[Dataset entries]
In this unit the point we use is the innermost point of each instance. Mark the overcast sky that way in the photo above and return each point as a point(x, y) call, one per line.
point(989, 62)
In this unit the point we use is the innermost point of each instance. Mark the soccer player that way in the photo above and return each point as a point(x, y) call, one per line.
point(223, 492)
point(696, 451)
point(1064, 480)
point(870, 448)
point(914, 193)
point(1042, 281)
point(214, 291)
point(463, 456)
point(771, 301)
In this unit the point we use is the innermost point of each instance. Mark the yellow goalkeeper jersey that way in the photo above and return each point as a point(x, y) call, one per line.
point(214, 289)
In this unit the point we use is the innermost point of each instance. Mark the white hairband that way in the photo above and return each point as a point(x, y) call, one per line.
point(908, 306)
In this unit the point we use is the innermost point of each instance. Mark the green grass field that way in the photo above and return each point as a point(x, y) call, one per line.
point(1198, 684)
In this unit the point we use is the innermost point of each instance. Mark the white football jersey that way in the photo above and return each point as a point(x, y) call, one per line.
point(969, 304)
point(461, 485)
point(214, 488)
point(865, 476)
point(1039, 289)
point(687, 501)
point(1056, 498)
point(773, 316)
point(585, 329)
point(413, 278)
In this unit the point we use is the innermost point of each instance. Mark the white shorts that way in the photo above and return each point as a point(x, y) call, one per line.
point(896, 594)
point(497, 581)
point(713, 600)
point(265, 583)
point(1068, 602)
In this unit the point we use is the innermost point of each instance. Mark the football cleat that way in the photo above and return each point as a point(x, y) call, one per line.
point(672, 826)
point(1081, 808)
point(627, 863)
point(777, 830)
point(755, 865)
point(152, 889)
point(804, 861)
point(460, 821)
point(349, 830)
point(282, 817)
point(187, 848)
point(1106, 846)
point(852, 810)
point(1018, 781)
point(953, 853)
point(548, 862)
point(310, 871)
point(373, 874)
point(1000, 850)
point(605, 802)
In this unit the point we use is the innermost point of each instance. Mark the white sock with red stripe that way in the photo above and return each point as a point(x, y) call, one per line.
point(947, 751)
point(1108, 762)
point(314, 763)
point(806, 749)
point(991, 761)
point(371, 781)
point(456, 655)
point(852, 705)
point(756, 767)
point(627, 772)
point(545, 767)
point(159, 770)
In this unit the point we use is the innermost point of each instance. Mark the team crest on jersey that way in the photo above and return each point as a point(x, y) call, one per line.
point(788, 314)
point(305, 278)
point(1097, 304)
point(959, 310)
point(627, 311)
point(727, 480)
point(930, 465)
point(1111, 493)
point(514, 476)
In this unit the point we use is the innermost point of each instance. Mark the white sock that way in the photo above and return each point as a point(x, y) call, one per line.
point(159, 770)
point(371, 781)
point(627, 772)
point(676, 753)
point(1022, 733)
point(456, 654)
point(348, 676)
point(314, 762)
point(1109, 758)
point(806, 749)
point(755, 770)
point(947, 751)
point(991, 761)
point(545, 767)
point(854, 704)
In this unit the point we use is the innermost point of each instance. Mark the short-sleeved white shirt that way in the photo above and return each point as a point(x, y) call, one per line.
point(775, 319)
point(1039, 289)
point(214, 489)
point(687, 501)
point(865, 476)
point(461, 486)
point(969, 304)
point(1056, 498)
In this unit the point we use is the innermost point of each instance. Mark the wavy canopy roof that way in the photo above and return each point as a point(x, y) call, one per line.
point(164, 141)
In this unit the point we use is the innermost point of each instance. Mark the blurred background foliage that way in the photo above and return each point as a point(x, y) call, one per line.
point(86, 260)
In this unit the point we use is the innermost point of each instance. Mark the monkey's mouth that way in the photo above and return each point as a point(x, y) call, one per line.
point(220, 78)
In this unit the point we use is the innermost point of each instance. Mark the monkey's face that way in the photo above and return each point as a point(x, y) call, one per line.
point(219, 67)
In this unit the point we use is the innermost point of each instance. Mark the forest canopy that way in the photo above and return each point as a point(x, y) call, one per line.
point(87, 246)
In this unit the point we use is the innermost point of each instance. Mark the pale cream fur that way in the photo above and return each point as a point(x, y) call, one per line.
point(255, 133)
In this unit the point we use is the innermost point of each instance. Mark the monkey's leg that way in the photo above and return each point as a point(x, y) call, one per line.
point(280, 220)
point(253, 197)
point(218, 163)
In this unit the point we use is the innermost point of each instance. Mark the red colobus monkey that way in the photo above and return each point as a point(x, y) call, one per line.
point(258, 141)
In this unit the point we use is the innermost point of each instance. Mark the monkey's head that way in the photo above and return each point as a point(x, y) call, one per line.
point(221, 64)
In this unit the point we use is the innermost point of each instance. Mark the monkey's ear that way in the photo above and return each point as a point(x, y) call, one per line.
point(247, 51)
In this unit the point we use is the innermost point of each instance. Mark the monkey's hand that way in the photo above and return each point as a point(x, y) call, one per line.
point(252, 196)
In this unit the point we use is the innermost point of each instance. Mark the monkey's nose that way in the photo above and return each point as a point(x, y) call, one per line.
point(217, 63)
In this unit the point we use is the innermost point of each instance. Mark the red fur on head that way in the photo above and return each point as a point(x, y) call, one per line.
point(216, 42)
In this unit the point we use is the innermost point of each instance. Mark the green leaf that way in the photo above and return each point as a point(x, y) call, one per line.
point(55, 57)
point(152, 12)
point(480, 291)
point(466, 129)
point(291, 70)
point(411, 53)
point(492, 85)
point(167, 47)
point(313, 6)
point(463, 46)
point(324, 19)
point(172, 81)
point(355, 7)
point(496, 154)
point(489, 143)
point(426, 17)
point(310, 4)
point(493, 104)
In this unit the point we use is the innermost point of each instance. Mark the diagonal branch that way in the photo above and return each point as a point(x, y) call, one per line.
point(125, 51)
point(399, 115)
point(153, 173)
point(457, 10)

### PROBLEM DETAILS:
Each entry in the data should be restated exactly as it was written.

### TASK ANSWER:
In this unit the point we use is the innermost point of each instance. Mark the overcast sky that way in the photo above and return each point as a point(x, y) call, one per line.
point(989, 62)
In this unit the point we use is the innermost point of each instance. Mark the soccer player that way in the photo above and return each point as a point(x, y) call, one per line.
point(223, 492)
point(696, 451)
point(1064, 480)
point(870, 448)
point(914, 193)
point(1042, 281)
point(214, 291)
point(463, 456)
point(771, 301)
In this unit the point we use is the innermost point of each instance. Mark the yellow goalkeeper jersey that way in the photo above and return each point as a point(x, y) call, one per line.
point(214, 289)
In this unit the point we use is the innermost point of each instance. Mark the white hairband that way in the photo above and return each point as a point(x, y) call, one per line.
point(908, 306)
In this unit the point we use is the innermost point of each instance. Mark the green grass field that way in the photo above and return each point as a point(x, y) call, one per line.
point(1198, 684)
In this unit the point we use is the innermost point of each instance. Mark the white football jersey that way in the photo above and return each point as a point(x, y) call, one per line.
point(969, 304)
point(461, 485)
point(214, 488)
point(865, 476)
point(1039, 289)
point(687, 501)
point(1056, 498)
point(773, 316)
point(585, 329)
point(413, 278)
In this unit the point we use is the innermost point of each instance. Mark the white shorts that way in the photo above and return each point as a point(x, y) call, one per line.
point(896, 594)
point(497, 581)
point(713, 600)
point(265, 583)
point(1068, 602)
In this unit the point we use is the innermost point of each instance. Mark the football cleat that way in the photo above and return each point as a point(x, y) call, one per line.
point(672, 826)
point(1081, 808)
point(627, 863)
point(777, 830)
point(755, 865)
point(152, 889)
point(804, 861)
point(460, 821)
point(349, 830)
point(282, 817)
point(187, 848)
point(1106, 846)
point(852, 810)
point(1018, 781)
point(953, 853)
point(548, 862)
point(310, 871)
point(373, 874)
point(1000, 850)
point(605, 802)
In this unit the point we use is the innermost point of each instance. Mark the white sock with red stripe that way in the photo above and return each point as a point(x, y) call, one per line.
point(947, 751)
point(1108, 762)
point(314, 763)
point(806, 749)
point(991, 761)
point(371, 781)
point(456, 655)
point(852, 705)
point(756, 767)
point(627, 772)
point(545, 767)
point(159, 770)
In this unit the point we use is the innermost point of each instance. Mark the team crest on jersey that way in the photo above and return each point as a point(x, y) call, one per line.
point(788, 314)
point(305, 278)
point(1097, 304)
point(959, 310)
point(627, 311)
point(727, 480)
point(930, 465)
point(1111, 493)
point(514, 476)
In this unit the point we use is the innermost point of each instance. Mark the white sock that way in the photo above and return each point as a point(x, y) call, one per line.
point(159, 770)
point(371, 781)
point(627, 772)
point(676, 753)
point(1022, 733)
point(456, 654)
point(348, 676)
point(314, 762)
point(1109, 758)
point(806, 749)
point(755, 770)
point(947, 751)
point(991, 761)
point(545, 767)
point(854, 704)
In this unit the point we use is the innermost point of each instance. Mark the short-sleeved white shirt that way in the photo above and return each point as a point(x, y) call, one per line.
point(775, 319)
point(1039, 289)
point(214, 489)
point(687, 501)
point(865, 476)
point(461, 486)
point(969, 304)
point(1056, 498)
In this unit the point we use is the innermost point of each instance. Mark the wavy canopy roof that way in the photo above and return each point as a point(x, y) call, one per line.
point(164, 141)
In this unit the point we use is the innermost point of each instance. Mark the blurred background foliage that way in the photo above and return each point as a point(x, y) call, one per line.
point(86, 260)
In this unit the point we use is the innermost point of each instance. Mark the monkey's mouth that way in the photo above and return each point as a point(x, y) call, one per line.
point(220, 78)
In this unit the point we use is the innermost point of each instance. Mark the monkey's face that way in the photo above and return each point as a point(x, y) call, one per line.
point(219, 67)
In this unit the point we use is the innermost point of each instance. Mark the forest canopy that way in the photo above and return each point as a point(x, y) call, one per line.
point(87, 246)
In this unit the point we use is the innermost point of each instance. Mark the pale cream fur that way in the photo above and return each point as a point(x, y) call, one per line.
point(255, 133)
In this unit the point we use is the innermost point of each instance. Mark the monkey's leg that way in the photo above and return each point as a point(x, y) call, one per line.
point(280, 220)
point(253, 197)
point(218, 163)
In this unit the point we use is the innermost point of each instance. Mark the red colobus monkey that way in the photo above and return each point as a point(x, y) call, one per line.
point(258, 141)
In this unit the point we use is the innermost point of each instance. Mark the monkey's head that way in the photo above and return each point as a point(x, y) call, one per line.
point(221, 64)
In this unit the point we use is the innermost point of each instance. Mark the monkey's ear that way in the photo above and return each point as a point(x, y) call, one per line.
point(247, 51)
In this unit the point we use is the innermost point of each instance. Mark the monkey's hand that way in the photo above and return each point as a point(x, y) call, one per line.
point(252, 196)
In this unit the point we use is the innermost point of each instance. Mark the monkey's nose that way in the photo above and return each point as a point(x, y) call, one per line.
point(217, 63)
In this unit the point we use is the innermost point of each instance. Mark the red fur on head that way in the photo above and return each point as a point(x, y) call, one per line.
point(216, 42)
In this unit the point we use is the innermost point of each instance. Mark the green leaf that way in the photo above and return each point as a point(x, y) call, one per line.
point(55, 57)
point(152, 12)
point(480, 291)
point(466, 129)
point(291, 70)
point(411, 53)
point(492, 85)
point(167, 47)
point(313, 6)
point(463, 46)
point(324, 19)
point(172, 81)
point(355, 7)
point(496, 154)
point(489, 143)
point(426, 17)
point(310, 4)
point(493, 104)
In this unit the point we use is the innermost point of each instance. Mark the diagonal branch that way in the photo above and return each point as a point(x, y) call, one per line.
point(125, 51)
point(399, 115)
point(153, 173)
point(457, 10)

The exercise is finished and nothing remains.